Instruction 1:
Copy the Dune review from "Based on classic" to "this scorching atmosphere.", renaming "Arrakis" as "the desert planet" throughout.
Instruction 2:
Render this sentence from the Dune review in Spanish: "But as the Atreides make their move, the Harkonnen plan for their revenge, thus leading to betrayal, death, and the birth of hope within this scorching atmosphere."

Text to read:
— BEGIN —

Near the beginning of Dune, House Atreides arrives on the planet Arrakis, a desert world this noble family takes dominion over after an over 80-year rule by the tyrannical Harkonnen. As Duke Leto Atreides (Oscar Isaac), Lady Jessica (Rebecca Ferguson), and their son Paul (Timothée Chalamet) walk off their ship and onto their new home for the first time, the immaculate Han Zimmer score blasts bagpipes to signal their arrival. But for the audience, this instrument, along dozens of lingering shots, memorable lines of dialogue and engaging characters, are indicators that Denis Villeneuve’s grand sci-fi spectacle is more than just one of the best films released this year, but the beginning of the next big franchise we’ve been waiting for.
Based on classic novel by Frank Herbert, we follow Paul, the heir to House Atreides, who has been experiencing strange visions of Arrakis in his sleep, foreshadowing the dangers we might see play out over the film’s runtime. He’s a good son, protected by his father and mother, as well as two soldiers under the Atriedes army in Gurney Halleck (Josh Brolin) and Duncan Idaho (Jason Momoa). As his father makes their move to Arrakis, Paul’s visions turn to nightmares, thus leading his mother Jessica to call on the Bene Gesserit to examine her son, to see if he has the ability to become the Mahdi, which is essentially the one who will bring balance to all worlds and the elements in them. But as the Atreides make their move, the Harkonnen plan for their revenge, thus leading to betrayal, death, and the birth of hope within this scorching atmosphere.

— END —

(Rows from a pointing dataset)
— BEGIN —

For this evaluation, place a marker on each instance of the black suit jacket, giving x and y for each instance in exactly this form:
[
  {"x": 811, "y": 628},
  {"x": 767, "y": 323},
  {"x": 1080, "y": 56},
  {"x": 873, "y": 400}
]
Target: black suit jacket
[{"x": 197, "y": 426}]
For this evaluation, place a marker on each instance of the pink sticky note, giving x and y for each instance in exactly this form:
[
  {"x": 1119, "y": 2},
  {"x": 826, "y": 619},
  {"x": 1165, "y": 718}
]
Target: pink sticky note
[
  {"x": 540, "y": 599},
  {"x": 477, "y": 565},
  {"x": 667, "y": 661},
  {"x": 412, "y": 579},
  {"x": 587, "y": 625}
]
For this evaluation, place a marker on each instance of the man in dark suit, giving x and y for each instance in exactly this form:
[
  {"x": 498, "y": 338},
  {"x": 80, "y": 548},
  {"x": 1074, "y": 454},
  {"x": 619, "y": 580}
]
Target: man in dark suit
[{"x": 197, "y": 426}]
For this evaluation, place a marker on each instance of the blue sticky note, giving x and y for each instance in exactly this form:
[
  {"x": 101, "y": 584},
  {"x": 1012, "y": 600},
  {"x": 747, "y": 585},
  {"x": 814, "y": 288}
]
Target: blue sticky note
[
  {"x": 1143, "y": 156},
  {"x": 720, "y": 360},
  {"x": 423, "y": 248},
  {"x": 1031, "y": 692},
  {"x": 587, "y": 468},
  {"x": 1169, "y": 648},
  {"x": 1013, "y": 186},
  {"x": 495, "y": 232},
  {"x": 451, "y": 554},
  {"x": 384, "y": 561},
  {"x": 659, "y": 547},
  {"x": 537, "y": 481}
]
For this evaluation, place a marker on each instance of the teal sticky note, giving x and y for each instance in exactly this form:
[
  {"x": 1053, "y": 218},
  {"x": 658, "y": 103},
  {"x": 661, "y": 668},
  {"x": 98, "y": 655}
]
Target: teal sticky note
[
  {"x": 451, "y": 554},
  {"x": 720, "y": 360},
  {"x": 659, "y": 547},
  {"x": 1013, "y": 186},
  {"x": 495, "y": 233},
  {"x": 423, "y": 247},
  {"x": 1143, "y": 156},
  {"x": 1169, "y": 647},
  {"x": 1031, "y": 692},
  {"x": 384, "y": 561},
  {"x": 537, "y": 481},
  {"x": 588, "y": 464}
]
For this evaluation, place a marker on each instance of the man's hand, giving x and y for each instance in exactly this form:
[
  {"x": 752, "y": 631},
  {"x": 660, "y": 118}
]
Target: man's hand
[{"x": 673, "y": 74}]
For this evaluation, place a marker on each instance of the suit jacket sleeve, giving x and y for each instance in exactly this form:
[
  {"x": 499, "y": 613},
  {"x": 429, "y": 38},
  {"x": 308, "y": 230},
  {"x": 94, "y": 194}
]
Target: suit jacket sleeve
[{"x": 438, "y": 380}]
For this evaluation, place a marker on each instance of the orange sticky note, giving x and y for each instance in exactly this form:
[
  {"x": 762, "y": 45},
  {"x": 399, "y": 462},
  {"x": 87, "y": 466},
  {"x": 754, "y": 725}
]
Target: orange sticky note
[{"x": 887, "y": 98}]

— END —

Expected answer 1:
Based on classic novel by Frank Herbert, we follow Paul, the heir to House Atreides, who has been experiencing strange visions of the desert planet in his sleep, foreshadowing the dangers we might see play out over the film’s runtime. He’s a good son, protected by his father and mother, as well as two soldiers under the Atriedes army in Gurney Halleck (Josh Brolin) and Duncan Idaho (Jason Momoa). As his father makes their move to the desert planet, Paul’s visions turn to nightmares, thus leading his mother Jessica to call on the Bene Gesserit to examine her son, to see if he has the ability to become the Mahdi, which is essentially the one who will bring balance to all worlds and the elements in them. But as the Atreides make their move, the Harkonnen plan for their revenge, thus leading to betrayal, death, and the birth of hope within this scorching atmosphere.

Expected answer 2:
Pero mientras los Atreides hacen su movimiento, los Harkonnen planean su venganza, lo que conduce a la traición, la muerte y el nacimiento de la esperanza en esta atmósfera abrasadora.